Lines of data:
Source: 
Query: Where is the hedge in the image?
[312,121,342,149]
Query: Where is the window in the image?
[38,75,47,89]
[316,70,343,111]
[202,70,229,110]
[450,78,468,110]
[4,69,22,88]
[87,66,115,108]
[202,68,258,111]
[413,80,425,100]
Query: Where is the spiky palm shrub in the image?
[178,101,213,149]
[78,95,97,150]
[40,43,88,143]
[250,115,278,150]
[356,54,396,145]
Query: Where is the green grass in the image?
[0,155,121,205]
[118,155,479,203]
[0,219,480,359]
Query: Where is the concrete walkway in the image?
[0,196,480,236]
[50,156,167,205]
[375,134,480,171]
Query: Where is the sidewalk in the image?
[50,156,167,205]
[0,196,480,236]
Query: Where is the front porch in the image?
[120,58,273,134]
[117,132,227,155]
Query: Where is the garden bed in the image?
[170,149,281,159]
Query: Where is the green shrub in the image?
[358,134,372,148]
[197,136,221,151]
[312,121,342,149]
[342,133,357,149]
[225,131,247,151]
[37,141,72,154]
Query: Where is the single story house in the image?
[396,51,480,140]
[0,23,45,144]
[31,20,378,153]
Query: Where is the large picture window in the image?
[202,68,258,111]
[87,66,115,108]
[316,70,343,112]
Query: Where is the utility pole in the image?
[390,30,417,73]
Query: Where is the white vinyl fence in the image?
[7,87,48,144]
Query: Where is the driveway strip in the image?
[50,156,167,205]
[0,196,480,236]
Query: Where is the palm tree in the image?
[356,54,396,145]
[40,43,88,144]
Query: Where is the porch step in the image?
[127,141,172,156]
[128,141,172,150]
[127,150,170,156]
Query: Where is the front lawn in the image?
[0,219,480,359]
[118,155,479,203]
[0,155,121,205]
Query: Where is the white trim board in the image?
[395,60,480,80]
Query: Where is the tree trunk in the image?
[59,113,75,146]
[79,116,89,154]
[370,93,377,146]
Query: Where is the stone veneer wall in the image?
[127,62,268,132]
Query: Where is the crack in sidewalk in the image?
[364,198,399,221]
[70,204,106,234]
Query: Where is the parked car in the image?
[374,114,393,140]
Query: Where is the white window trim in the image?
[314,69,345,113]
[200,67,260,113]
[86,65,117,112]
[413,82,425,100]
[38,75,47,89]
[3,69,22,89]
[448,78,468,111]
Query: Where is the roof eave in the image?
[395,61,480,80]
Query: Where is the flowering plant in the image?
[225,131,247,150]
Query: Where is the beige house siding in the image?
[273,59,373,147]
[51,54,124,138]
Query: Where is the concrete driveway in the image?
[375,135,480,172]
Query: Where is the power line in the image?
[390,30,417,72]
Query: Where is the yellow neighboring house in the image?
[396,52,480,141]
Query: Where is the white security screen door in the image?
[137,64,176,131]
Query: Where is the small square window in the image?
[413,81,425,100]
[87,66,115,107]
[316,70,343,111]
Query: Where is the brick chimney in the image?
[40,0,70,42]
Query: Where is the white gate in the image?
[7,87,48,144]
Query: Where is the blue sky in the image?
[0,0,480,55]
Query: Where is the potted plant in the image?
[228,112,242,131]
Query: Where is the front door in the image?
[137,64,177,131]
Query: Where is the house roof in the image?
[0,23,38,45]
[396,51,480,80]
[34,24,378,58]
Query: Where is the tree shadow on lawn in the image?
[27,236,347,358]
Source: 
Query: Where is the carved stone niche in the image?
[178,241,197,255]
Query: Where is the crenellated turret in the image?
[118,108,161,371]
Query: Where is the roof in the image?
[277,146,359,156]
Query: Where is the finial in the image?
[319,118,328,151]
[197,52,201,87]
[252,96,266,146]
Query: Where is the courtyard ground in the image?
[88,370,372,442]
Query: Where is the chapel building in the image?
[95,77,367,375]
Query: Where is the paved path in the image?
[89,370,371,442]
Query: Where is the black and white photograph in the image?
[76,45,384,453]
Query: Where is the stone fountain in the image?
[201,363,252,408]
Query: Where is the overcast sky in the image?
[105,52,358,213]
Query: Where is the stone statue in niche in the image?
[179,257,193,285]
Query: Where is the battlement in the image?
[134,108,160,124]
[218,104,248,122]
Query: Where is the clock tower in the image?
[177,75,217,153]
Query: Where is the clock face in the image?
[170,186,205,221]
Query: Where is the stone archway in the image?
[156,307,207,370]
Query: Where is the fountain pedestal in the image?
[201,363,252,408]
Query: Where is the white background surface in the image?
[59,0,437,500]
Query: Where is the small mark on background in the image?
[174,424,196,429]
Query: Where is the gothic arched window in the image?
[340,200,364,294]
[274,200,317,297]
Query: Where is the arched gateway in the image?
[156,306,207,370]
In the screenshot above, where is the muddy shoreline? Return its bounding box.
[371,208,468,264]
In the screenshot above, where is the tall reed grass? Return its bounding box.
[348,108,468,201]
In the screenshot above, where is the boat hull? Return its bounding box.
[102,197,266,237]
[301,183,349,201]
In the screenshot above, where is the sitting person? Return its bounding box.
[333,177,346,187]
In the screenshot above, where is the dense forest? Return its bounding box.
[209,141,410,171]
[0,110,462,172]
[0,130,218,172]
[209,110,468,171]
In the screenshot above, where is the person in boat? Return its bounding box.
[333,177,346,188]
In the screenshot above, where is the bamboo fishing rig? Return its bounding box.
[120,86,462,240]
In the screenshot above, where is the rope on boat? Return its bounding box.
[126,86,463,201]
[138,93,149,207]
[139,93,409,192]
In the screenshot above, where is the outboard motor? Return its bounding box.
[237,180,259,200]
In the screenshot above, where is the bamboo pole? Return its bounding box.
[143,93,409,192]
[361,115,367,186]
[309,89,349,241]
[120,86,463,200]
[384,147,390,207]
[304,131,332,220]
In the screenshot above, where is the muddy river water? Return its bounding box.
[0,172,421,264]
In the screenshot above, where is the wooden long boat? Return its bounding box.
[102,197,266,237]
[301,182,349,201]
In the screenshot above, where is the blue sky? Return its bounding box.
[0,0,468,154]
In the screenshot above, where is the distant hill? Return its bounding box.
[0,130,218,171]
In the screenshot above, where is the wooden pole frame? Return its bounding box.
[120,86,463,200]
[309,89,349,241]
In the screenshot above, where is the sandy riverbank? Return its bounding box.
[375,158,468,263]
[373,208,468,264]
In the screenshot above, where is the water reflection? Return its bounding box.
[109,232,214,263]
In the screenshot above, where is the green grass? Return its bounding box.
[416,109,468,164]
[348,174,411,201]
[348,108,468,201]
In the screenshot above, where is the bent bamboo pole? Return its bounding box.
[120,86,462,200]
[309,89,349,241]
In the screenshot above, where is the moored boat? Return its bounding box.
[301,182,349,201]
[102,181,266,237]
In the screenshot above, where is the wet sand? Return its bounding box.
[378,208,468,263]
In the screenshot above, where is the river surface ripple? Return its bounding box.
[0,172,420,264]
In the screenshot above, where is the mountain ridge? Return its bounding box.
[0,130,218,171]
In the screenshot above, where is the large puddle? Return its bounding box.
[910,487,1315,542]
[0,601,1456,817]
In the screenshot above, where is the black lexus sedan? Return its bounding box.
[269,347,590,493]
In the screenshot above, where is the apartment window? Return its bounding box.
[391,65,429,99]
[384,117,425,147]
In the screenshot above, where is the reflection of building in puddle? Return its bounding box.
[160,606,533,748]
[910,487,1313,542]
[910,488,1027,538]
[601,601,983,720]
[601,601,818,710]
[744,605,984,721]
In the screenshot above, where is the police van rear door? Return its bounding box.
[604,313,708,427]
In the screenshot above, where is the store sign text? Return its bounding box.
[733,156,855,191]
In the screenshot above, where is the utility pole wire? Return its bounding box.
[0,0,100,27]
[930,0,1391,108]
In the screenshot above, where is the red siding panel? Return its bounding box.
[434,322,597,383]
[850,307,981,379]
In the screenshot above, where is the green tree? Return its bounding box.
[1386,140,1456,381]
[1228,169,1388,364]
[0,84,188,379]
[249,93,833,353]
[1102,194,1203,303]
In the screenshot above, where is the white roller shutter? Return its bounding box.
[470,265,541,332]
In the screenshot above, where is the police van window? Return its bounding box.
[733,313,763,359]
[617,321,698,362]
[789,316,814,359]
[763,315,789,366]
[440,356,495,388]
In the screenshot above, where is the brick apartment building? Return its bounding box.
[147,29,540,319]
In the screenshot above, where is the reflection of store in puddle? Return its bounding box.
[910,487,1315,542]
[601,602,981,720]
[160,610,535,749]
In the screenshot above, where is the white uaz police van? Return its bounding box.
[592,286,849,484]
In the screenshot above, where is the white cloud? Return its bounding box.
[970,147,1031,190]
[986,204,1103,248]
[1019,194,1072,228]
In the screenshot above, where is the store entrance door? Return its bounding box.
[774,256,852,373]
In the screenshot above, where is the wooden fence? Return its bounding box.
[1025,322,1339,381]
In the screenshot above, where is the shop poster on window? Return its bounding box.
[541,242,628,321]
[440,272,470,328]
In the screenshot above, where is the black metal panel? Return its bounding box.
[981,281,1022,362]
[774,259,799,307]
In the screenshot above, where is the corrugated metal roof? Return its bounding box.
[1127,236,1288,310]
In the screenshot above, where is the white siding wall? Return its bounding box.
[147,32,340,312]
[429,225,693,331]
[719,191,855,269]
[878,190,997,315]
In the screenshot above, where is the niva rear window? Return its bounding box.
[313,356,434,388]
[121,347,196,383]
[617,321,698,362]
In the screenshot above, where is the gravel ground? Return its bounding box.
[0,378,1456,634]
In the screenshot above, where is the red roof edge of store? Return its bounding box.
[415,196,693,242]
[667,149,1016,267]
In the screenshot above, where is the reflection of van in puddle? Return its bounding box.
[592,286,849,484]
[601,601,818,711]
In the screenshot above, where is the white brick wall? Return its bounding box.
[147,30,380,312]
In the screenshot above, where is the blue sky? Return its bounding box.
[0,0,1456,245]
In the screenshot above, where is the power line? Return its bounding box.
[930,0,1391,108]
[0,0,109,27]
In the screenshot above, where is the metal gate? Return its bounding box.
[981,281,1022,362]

WHAT THE TASK ASKS
Show every row above that contains the word "wall".

SOLUTION TO THE EXERCISE
Query: Where is the stone veneer wall in the image?
In the screenshot above, where is the white siding wall? Return its bounding box.
In the screenshot above, where is the white brick wall? Return its bounding box.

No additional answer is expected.